• _Work instructions_:
A) Answer these questions about the factorial passage:
(i) How many trailing zeros does 10! have?
(ii) What value is given for 20!?
(iii) What does the function z yield for an argument n?
B) Please rewrite the factorial passage from "The factorial function, denoted" to "is \( z(100) \)?", substituting "method" for "algorithm".

• _Selected passage_:
The factorial function, denoted \( n! \), where \( n \in \mathbb{Z}^* \), is defined as follows: \[ n! = \begin{cases} 1 & \text{if $n = 0$,} \\ n(n - 1)! & \text{otherwise}. \end{cases} \] In the case of \( n = 10 \), \( 10! = 3\,628\,800 \). Note that that value has two trailing zeros. When \( n = 20 \), \( 20! = 2\,432\,902\,008\,176\,640\,000 \) and has four trailing zeros. Can we devise an algorithm to determine how many trailing zeroes there are in \( n! \) without calculating \( n! \)?

Let us define a function \( z : \mathbb{N} \to \mathbb{N} \) that accepts an argument \( n \) that yields the number of trailing zeros in \( n! \). So, using our two examples above, we know that \( z(10) = 2 \) and \( z(20) = 4 \). Now, what is \( z(100) \)?

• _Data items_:
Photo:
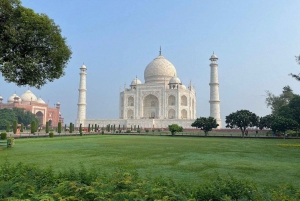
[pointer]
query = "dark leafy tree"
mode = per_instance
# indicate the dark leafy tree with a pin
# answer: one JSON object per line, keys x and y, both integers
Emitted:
{"x": 15, "y": 126}
{"x": 282, "y": 124}
{"x": 174, "y": 128}
{"x": 276, "y": 102}
{"x": 297, "y": 77}
{"x": 71, "y": 128}
{"x": 59, "y": 127}
{"x": 205, "y": 123}
{"x": 47, "y": 127}
{"x": 31, "y": 44}
{"x": 24, "y": 116}
{"x": 32, "y": 127}
{"x": 7, "y": 127}
{"x": 242, "y": 119}
{"x": 6, "y": 115}
{"x": 80, "y": 129}
{"x": 22, "y": 127}
{"x": 266, "y": 121}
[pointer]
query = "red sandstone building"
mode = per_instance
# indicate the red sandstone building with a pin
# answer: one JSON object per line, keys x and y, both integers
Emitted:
{"x": 29, "y": 102}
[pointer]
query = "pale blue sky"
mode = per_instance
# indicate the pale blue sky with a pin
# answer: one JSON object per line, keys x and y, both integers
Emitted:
{"x": 255, "y": 40}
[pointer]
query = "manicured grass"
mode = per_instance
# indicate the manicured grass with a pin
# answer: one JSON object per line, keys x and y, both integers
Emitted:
{"x": 268, "y": 162}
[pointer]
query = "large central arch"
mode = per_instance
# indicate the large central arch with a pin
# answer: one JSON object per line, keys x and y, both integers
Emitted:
{"x": 40, "y": 116}
{"x": 151, "y": 107}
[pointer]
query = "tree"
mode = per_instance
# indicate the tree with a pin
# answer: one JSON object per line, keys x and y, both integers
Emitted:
{"x": 205, "y": 123}
{"x": 297, "y": 77}
{"x": 15, "y": 126}
{"x": 24, "y": 116}
{"x": 174, "y": 128}
{"x": 7, "y": 127}
{"x": 266, "y": 121}
{"x": 47, "y": 127}
{"x": 6, "y": 116}
{"x": 276, "y": 102}
{"x": 242, "y": 119}
{"x": 59, "y": 127}
{"x": 32, "y": 127}
{"x": 80, "y": 129}
{"x": 31, "y": 44}
{"x": 71, "y": 128}
{"x": 22, "y": 127}
{"x": 278, "y": 123}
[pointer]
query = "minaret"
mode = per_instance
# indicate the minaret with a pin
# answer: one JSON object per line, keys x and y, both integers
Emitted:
{"x": 214, "y": 90}
{"x": 81, "y": 114}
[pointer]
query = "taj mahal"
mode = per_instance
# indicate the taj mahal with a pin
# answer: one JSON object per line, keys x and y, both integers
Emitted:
{"x": 160, "y": 101}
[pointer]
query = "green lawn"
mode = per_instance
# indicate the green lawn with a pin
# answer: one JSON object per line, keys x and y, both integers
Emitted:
{"x": 263, "y": 161}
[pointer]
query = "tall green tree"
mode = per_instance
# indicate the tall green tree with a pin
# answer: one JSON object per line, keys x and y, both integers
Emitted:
{"x": 6, "y": 115}
{"x": 24, "y": 116}
{"x": 205, "y": 123}
{"x": 297, "y": 77}
{"x": 80, "y": 129}
{"x": 47, "y": 127}
{"x": 32, "y": 127}
{"x": 15, "y": 126}
{"x": 7, "y": 126}
{"x": 71, "y": 128}
{"x": 276, "y": 102}
{"x": 22, "y": 127}
{"x": 31, "y": 44}
{"x": 59, "y": 127}
{"x": 242, "y": 119}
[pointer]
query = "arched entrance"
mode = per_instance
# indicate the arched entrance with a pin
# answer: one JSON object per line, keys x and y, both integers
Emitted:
{"x": 40, "y": 116}
{"x": 171, "y": 114}
{"x": 151, "y": 107}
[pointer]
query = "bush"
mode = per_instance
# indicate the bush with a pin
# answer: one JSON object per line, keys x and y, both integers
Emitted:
{"x": 11, "y": 141}
{"x": 3, "y": 136}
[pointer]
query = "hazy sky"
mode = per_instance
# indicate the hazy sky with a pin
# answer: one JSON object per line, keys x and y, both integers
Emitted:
{"x": 256, "y": 42}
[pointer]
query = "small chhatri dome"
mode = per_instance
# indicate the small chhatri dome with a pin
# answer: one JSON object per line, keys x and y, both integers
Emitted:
{"x": 213, "y": 57}
{"x": 11, "y": 99}
{"x": 83, "y": 67}
{"x": 175, "y": 80}
{"x": 135, "y": 81}
{"x": 159, "y": 70}
{"x": 40, "y": 101}
{"x": 28, "y": 96}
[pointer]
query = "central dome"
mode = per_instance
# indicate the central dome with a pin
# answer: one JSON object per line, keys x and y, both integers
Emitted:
{"x": 160, "y": 70}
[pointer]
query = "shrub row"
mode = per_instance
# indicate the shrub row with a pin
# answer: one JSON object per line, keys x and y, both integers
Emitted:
{"x": 29, "y": 182}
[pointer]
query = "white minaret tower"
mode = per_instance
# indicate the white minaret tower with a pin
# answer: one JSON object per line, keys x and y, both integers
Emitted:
{"x": 81, "y": 114}
{"x": 214, "y": 90}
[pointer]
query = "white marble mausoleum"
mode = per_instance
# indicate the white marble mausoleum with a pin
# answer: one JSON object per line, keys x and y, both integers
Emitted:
{"x": 158, "y": 102}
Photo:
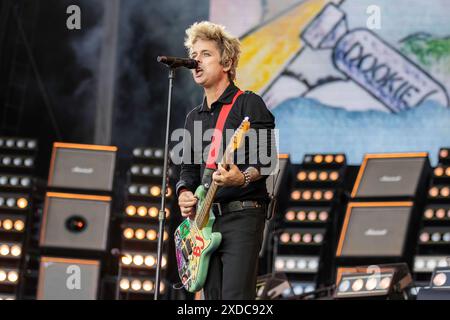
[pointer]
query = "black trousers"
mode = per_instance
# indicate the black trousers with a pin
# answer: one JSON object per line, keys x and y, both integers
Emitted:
{"x": 234, "y": 265}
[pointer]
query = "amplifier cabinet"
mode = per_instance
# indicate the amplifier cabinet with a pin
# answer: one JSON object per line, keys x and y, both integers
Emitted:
{"x": 68, "y": 279}
{"x": 79, "y": 166}
{"x": 73, "y": 221}
{"x": 391, "y": 175}
{"x": 377, "y": 229}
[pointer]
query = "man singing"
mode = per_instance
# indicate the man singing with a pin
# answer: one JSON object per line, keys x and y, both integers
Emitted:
{"x": 240, "y": 203}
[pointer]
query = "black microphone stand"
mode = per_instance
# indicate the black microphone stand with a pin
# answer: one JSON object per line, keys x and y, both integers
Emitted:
{"x": 162, "y": 211}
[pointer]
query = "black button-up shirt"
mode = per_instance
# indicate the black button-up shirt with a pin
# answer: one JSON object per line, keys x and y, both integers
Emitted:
{"x": 194, "y": 154}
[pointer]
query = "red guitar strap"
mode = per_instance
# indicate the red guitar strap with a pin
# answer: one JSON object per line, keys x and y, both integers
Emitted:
{"x": 216, "y": 139}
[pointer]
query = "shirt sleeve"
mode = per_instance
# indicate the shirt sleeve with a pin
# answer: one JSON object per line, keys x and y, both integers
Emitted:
{"x": 260, "y": 147}
{"x": 190, "y": 170}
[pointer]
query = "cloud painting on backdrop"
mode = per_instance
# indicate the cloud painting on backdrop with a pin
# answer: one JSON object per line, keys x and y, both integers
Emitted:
{"x": 352, "y": 76}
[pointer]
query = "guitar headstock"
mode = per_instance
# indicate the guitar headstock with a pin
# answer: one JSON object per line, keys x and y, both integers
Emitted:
{"x": 237, "y": 139}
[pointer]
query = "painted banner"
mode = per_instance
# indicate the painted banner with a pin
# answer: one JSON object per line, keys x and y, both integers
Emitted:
{"x": 351, "y": 76}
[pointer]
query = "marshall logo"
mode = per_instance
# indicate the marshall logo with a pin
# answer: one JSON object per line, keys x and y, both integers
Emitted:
{"x": 82, "y": 170}
{"x": 390, "y": 179}
{"x": 375, "y": 232}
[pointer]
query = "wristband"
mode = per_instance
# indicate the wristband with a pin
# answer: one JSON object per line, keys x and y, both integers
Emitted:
{"x": 247, "y": 178}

• _Answers to the exercise_:
A)
(i) Two.
(ii) 2 432 902 008 176 640 000.
(iii) The number of trailing zeros in n!.

B)
The factorial function, denoted \( n! \), where \( n \in \mathbb{Z}^* \), is defined as follows: \[ n! = \begin{cases} 1 & \text{if $n = 0$,} \\ n(n - 1)! & \text{otherwise}. \end{cases} \] In the case of \( n = 10 \), \( 10! = 3\,628\,800 \). Note that that value has two trailing zeros. When \( n = 20 \), \( 20! = 2\,432\,902\,008\,176\,640\,000 \) and has four trailing zeros. Can we devise an method to determine how many trailing zeroes there are in \( n! \) without calculating \( n! \)?

Let us define a function \( z : \mathbb{N} \to \mathbb{N} \) that accepts an argument \( n \) that yields the number of trailing zeros in \( n! \). So, using our two examples above, we know that \( z(10) = 2 \) and \( z(20) = 4 \). Now, what is \( z(100) \)?